Work task: Collect each line of the records containing the string "leaf".

▬▬▬

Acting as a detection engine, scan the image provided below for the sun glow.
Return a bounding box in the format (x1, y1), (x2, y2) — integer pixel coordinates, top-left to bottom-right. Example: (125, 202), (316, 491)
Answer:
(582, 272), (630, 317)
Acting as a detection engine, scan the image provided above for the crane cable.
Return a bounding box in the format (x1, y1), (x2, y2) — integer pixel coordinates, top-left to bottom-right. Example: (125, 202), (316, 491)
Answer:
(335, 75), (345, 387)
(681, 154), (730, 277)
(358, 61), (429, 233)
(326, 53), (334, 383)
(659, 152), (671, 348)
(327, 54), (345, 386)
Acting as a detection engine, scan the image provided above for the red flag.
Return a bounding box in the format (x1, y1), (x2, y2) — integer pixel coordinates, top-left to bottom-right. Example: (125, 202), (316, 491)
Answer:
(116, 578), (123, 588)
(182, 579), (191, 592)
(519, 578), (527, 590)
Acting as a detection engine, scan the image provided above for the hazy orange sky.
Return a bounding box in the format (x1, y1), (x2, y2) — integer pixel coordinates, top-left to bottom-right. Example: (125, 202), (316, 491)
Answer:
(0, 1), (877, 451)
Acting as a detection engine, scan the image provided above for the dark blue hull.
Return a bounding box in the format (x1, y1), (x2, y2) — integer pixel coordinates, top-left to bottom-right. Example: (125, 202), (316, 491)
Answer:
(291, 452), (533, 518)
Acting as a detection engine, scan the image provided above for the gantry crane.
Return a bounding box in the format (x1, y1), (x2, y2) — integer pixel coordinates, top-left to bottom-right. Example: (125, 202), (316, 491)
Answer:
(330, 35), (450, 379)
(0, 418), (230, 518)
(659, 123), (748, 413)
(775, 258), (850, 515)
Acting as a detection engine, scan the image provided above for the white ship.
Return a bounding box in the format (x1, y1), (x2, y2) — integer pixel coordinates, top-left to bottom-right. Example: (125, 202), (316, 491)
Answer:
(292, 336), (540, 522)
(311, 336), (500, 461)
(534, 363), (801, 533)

▬▬▬

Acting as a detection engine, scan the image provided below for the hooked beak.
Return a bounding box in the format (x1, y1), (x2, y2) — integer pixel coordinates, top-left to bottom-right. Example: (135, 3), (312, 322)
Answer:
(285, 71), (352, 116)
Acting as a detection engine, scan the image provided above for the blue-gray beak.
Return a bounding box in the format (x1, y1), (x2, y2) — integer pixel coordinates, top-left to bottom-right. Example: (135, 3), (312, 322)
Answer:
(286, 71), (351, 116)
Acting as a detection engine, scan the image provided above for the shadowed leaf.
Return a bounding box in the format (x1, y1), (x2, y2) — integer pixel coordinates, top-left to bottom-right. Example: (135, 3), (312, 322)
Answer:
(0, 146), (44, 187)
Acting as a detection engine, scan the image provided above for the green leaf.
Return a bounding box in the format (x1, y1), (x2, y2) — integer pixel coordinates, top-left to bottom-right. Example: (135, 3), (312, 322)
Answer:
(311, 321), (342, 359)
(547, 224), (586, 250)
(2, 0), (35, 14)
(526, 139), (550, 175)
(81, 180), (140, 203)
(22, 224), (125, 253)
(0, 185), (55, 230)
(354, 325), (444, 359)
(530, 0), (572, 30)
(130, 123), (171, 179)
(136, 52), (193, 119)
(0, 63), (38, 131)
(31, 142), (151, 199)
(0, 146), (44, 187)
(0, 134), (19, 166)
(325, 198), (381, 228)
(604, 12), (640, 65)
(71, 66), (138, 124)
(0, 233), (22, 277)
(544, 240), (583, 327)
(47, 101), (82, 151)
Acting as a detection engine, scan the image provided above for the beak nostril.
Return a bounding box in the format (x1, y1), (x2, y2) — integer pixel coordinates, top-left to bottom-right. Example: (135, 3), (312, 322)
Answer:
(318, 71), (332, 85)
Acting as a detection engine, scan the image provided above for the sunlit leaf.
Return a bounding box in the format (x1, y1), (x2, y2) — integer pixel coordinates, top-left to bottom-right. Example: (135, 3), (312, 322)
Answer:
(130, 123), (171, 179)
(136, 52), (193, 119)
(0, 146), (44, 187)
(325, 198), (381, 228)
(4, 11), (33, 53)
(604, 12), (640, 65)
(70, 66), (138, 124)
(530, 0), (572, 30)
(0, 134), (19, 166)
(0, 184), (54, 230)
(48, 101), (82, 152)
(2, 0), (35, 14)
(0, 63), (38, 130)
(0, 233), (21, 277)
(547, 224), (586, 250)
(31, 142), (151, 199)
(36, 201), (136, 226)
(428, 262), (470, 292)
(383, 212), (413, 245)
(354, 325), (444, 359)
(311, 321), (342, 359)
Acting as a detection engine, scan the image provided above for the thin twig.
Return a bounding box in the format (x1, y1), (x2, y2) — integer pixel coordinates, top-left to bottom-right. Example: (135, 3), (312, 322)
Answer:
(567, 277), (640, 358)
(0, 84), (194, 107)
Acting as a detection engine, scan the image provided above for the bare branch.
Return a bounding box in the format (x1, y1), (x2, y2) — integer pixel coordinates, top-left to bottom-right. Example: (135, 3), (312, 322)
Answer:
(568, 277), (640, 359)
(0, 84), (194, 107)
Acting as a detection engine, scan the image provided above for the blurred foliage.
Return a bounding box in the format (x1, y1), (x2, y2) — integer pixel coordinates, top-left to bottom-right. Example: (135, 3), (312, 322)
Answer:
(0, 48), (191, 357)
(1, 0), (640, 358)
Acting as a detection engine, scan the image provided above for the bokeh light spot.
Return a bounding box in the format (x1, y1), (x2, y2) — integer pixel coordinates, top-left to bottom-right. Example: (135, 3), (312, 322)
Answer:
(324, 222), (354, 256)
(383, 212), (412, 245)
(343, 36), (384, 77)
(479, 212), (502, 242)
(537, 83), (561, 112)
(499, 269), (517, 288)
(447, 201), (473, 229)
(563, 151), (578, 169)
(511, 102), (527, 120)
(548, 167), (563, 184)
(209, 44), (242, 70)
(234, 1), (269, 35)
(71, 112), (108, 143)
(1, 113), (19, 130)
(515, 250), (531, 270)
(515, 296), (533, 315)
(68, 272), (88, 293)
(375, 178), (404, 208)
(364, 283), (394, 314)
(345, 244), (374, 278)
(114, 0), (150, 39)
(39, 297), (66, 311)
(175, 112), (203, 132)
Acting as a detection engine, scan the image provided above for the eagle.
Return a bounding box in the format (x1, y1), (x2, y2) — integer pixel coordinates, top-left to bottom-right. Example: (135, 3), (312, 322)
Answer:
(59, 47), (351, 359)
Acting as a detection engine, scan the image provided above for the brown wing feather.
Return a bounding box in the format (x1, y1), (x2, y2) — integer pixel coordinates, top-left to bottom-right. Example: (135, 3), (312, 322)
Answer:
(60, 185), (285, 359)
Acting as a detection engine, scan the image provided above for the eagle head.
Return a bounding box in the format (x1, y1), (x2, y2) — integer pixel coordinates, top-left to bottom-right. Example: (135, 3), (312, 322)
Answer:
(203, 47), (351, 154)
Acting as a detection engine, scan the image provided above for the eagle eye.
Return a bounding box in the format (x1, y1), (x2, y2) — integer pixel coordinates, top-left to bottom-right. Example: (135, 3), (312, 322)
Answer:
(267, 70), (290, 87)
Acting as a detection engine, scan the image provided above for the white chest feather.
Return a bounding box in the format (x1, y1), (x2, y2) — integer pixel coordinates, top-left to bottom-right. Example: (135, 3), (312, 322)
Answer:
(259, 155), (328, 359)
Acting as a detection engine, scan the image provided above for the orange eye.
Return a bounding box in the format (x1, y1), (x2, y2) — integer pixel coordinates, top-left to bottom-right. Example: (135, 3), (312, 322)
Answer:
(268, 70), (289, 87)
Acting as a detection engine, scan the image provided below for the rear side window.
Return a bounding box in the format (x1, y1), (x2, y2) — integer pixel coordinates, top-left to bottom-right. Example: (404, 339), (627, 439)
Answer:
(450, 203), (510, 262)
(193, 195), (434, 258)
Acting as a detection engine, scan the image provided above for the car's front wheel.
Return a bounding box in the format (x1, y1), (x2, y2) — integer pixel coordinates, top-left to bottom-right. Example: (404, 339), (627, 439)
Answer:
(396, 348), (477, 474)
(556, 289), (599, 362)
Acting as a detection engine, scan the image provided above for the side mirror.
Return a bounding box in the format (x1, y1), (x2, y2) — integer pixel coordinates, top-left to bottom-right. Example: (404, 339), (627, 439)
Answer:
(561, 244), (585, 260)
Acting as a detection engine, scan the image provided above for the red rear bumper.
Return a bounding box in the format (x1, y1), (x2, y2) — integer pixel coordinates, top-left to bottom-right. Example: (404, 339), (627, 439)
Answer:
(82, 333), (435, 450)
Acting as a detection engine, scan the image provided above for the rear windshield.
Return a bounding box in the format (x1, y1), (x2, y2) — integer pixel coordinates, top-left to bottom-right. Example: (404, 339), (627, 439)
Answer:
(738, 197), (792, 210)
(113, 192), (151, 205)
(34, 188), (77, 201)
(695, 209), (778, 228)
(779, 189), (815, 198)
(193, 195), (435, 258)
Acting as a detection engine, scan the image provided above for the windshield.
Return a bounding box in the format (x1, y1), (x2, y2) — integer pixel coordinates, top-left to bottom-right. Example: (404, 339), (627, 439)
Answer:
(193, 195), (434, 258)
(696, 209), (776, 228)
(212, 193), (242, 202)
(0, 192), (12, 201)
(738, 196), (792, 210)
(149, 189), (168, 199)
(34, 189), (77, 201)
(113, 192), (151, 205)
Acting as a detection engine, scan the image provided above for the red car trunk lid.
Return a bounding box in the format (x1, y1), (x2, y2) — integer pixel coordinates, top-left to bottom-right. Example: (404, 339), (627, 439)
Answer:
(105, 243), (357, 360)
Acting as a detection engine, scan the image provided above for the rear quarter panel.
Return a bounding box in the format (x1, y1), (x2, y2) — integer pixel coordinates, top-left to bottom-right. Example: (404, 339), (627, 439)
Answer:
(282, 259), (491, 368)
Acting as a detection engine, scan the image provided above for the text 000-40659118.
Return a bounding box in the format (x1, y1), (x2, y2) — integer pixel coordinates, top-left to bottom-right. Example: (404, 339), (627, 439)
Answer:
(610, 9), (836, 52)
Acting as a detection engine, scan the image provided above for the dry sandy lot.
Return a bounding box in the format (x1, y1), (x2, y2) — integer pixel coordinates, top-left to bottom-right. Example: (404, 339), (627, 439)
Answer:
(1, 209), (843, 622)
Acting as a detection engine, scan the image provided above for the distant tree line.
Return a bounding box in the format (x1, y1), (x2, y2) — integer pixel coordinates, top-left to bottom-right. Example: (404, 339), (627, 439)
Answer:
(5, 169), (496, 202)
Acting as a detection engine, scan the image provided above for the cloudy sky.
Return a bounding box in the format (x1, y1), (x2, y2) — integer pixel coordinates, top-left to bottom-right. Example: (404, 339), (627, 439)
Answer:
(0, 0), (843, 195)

▬▬▬

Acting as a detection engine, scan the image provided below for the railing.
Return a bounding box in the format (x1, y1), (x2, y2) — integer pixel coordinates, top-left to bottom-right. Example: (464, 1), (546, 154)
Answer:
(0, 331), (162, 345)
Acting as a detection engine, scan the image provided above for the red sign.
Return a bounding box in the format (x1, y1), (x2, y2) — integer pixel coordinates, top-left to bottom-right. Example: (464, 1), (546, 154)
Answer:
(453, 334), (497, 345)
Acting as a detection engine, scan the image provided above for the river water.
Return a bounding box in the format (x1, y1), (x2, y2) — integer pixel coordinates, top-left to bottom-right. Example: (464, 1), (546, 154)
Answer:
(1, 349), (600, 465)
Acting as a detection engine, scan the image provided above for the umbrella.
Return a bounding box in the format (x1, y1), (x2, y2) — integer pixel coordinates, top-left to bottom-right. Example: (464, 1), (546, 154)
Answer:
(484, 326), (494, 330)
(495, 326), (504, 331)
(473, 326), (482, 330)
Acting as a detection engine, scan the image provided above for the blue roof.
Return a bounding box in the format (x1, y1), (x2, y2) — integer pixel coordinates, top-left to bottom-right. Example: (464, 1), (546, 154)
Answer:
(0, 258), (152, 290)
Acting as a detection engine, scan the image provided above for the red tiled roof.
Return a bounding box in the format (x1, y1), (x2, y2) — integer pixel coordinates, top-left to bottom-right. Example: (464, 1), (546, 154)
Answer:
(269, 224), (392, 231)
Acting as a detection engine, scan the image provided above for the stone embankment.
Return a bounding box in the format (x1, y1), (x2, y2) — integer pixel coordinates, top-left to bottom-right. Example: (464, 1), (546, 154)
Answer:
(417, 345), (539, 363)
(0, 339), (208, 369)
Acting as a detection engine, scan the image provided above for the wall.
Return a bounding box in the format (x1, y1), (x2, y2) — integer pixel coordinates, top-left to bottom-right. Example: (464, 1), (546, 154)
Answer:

▬▬▬

Written response:
Acting as a detection engine, scan the image provided above for the shadowed leaf.
Acting as a detection engine, scan the image provided above for the green leaf.
Acting as a detection engine, scan the image provided above for the sunlit leaf.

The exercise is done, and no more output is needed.